• **Problem description**
Take the data from its first line. Print each line exactly until the line containing "wearing number 27" has been printed too.

• **Records shown**
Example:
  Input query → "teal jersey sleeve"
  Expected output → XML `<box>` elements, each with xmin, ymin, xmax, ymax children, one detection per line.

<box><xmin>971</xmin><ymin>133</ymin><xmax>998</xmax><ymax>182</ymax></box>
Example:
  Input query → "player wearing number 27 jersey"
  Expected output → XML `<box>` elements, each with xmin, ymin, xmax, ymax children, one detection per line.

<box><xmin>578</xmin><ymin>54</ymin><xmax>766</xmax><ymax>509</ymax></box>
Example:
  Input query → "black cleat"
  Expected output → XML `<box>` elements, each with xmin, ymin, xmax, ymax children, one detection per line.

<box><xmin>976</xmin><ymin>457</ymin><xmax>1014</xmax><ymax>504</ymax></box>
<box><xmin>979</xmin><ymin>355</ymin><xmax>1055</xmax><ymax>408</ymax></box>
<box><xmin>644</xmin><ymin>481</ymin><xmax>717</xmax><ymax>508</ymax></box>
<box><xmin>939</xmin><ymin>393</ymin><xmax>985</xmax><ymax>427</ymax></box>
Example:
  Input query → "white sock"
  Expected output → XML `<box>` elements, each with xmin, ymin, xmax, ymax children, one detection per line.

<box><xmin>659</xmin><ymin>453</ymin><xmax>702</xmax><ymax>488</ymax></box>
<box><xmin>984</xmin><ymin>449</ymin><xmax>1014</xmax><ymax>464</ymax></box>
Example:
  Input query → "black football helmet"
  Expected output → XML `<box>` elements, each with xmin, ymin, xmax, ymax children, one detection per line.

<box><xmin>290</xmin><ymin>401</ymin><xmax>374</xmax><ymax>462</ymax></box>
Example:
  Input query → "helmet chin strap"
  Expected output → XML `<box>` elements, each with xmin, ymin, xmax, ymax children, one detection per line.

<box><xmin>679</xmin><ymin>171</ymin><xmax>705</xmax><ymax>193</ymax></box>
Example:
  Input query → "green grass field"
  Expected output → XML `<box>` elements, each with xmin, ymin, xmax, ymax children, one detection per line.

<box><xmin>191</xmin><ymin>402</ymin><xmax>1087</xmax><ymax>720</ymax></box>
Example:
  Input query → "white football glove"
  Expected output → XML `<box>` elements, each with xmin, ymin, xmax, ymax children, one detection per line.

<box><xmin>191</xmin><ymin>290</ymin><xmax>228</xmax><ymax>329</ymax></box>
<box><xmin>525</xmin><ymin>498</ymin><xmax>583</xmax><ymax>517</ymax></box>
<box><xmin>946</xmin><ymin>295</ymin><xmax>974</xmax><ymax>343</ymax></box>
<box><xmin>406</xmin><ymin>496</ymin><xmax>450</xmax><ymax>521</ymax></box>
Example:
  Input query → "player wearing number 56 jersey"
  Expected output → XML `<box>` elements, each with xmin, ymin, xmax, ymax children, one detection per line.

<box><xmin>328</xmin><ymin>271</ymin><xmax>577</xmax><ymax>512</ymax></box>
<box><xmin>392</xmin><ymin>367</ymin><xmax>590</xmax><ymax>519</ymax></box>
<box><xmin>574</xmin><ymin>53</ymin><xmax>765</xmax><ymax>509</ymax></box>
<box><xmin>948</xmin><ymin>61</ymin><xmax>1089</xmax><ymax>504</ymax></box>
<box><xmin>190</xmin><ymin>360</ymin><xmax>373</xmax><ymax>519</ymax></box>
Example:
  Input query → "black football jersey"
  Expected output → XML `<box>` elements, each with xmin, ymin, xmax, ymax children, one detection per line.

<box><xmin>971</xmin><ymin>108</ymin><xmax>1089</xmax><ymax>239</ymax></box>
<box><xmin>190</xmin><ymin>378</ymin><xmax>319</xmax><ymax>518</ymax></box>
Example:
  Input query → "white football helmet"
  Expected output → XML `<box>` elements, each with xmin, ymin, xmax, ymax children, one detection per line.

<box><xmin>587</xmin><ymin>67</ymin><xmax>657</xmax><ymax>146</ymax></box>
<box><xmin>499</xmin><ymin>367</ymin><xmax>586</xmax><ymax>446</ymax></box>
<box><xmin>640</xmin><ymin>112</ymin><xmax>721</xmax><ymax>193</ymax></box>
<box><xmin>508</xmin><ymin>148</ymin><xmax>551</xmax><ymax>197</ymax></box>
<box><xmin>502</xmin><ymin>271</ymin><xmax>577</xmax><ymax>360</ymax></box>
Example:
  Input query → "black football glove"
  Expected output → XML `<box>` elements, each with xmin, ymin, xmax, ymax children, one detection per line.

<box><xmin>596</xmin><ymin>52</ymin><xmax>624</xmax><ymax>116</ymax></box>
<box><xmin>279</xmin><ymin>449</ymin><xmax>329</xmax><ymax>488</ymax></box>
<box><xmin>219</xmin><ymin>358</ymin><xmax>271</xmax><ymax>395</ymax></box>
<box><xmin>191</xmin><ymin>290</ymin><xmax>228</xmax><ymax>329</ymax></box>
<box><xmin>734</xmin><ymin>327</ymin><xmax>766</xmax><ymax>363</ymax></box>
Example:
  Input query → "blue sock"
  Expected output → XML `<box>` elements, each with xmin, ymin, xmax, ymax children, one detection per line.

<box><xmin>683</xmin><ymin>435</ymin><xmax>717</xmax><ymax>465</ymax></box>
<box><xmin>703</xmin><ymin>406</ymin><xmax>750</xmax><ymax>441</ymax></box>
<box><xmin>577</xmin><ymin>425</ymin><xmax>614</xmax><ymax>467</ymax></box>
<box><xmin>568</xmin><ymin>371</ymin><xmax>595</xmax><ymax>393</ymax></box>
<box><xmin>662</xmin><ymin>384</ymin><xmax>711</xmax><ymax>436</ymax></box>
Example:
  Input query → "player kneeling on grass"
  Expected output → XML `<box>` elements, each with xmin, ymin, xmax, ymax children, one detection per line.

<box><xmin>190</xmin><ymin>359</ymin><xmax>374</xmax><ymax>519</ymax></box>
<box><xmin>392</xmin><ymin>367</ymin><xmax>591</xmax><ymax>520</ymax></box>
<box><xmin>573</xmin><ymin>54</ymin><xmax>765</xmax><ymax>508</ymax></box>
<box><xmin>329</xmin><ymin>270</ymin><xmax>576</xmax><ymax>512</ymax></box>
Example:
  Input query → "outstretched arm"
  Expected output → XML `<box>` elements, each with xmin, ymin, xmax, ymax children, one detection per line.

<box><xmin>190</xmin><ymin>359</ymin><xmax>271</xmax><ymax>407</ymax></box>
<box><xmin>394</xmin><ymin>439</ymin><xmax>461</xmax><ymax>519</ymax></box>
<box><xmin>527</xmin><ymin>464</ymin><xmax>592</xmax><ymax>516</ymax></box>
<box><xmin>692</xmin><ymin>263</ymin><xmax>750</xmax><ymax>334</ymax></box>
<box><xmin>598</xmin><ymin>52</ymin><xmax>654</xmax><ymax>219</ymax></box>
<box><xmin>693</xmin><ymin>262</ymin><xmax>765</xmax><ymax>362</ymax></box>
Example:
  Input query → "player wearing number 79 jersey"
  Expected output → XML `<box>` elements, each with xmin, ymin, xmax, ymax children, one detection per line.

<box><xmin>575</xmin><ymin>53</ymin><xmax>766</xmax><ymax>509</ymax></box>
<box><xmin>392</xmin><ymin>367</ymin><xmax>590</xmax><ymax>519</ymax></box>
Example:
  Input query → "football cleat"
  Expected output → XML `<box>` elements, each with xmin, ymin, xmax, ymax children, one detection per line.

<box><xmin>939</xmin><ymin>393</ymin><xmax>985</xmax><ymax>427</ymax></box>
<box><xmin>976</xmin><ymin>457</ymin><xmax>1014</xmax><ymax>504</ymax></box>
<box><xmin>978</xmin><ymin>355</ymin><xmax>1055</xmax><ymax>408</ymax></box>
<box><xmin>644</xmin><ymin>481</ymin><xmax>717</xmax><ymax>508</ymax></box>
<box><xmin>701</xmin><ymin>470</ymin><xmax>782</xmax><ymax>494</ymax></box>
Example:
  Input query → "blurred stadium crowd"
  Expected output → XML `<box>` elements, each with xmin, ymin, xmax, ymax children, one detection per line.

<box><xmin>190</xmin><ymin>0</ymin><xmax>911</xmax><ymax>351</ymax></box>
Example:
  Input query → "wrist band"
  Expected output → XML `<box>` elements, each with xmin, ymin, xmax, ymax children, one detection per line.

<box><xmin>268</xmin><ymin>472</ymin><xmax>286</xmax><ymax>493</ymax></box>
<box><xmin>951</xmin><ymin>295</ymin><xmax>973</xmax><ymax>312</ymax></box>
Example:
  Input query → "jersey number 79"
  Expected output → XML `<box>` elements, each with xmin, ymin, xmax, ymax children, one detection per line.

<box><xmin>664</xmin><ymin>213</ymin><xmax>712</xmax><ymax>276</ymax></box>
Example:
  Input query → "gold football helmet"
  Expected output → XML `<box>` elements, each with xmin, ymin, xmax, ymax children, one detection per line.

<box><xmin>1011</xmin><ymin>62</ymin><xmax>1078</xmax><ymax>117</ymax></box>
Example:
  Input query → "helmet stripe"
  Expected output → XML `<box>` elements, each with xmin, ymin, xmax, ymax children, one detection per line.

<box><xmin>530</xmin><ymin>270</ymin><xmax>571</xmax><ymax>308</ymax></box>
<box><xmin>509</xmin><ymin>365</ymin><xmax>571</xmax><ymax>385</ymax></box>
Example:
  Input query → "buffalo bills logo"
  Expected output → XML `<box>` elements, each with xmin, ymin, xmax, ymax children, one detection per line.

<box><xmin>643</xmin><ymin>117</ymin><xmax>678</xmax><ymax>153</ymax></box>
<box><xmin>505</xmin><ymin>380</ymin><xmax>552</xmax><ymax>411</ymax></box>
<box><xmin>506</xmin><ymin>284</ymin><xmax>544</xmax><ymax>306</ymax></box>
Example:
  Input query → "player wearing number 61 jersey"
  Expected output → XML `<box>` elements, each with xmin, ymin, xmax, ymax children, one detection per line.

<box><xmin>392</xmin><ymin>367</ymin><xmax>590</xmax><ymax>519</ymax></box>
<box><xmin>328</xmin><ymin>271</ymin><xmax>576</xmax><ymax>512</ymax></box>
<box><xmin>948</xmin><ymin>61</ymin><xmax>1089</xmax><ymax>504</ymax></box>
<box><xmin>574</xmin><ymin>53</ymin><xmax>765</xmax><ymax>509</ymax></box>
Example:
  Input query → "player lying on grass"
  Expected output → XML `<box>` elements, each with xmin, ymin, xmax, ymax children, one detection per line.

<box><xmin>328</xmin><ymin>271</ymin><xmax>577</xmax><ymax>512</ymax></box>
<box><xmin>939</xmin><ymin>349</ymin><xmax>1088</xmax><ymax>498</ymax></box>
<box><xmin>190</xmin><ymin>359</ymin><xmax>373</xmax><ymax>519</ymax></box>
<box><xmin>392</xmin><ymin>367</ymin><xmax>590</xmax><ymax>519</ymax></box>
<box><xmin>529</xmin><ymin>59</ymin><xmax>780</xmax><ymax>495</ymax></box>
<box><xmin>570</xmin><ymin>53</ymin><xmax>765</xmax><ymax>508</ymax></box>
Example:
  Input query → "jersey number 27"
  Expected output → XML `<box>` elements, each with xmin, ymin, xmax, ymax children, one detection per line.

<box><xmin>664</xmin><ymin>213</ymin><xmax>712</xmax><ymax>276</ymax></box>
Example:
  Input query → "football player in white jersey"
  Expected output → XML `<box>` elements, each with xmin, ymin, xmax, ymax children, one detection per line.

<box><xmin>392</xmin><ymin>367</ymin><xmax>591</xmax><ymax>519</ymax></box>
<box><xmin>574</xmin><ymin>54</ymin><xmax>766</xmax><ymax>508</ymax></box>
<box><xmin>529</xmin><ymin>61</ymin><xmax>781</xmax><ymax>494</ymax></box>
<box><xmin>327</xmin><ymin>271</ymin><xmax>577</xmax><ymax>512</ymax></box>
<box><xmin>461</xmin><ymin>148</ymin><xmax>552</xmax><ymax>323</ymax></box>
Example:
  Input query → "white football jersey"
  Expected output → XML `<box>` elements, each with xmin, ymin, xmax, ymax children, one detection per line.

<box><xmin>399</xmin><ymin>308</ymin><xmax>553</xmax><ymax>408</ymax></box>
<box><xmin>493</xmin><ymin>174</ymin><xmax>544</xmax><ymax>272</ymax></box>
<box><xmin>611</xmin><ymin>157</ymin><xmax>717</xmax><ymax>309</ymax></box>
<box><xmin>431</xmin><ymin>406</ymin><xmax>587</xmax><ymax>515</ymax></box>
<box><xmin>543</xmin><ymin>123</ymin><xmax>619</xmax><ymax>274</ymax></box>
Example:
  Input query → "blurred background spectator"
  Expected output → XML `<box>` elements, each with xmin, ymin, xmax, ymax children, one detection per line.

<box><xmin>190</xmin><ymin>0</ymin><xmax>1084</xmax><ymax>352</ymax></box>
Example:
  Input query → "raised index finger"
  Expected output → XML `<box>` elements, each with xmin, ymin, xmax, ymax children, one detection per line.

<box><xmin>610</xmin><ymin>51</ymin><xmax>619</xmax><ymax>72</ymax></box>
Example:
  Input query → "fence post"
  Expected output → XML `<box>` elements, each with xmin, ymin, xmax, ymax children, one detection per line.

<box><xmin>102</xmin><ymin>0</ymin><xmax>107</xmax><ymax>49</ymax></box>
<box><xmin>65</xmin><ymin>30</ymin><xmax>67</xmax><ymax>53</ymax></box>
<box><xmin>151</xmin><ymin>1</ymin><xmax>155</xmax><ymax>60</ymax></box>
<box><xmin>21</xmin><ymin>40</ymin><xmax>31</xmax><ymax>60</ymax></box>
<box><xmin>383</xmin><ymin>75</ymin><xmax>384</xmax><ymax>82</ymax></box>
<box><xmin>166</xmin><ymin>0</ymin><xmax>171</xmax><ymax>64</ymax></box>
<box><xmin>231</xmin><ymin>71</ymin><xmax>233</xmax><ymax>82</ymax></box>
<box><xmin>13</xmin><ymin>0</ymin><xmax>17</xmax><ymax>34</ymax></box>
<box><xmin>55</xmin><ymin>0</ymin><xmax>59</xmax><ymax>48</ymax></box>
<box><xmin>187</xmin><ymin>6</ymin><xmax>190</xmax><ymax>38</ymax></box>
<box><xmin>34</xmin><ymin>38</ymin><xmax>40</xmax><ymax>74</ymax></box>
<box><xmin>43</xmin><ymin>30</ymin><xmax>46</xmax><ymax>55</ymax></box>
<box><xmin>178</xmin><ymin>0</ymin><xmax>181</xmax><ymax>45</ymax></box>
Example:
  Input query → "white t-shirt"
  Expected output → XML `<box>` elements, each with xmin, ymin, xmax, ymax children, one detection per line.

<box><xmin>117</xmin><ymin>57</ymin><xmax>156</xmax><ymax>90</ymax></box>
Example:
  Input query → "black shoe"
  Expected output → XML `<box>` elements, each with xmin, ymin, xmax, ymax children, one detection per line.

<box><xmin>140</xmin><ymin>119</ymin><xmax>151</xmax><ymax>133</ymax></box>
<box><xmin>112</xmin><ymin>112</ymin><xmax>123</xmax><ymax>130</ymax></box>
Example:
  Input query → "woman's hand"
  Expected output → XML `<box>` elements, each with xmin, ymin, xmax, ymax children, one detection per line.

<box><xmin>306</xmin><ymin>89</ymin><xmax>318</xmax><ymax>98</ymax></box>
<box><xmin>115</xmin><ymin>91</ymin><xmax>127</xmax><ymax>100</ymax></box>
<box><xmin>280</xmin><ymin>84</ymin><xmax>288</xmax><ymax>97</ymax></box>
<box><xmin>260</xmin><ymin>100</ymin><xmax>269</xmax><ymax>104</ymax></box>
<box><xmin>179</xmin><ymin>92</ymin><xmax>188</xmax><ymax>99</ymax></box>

• **Answer section**
Example:
  Input query → "teal jersey sleeve"
  Expected output → XML `<box>` elements, each with xmin, ymin, xmax, ymax children, one detection per line.

<box><xmin>971</xmin><ymin>133</ymin><xmax>998</xmax><ymax>182</ymax></box>
Example:
  Input query → "player wearing number 27 jersey"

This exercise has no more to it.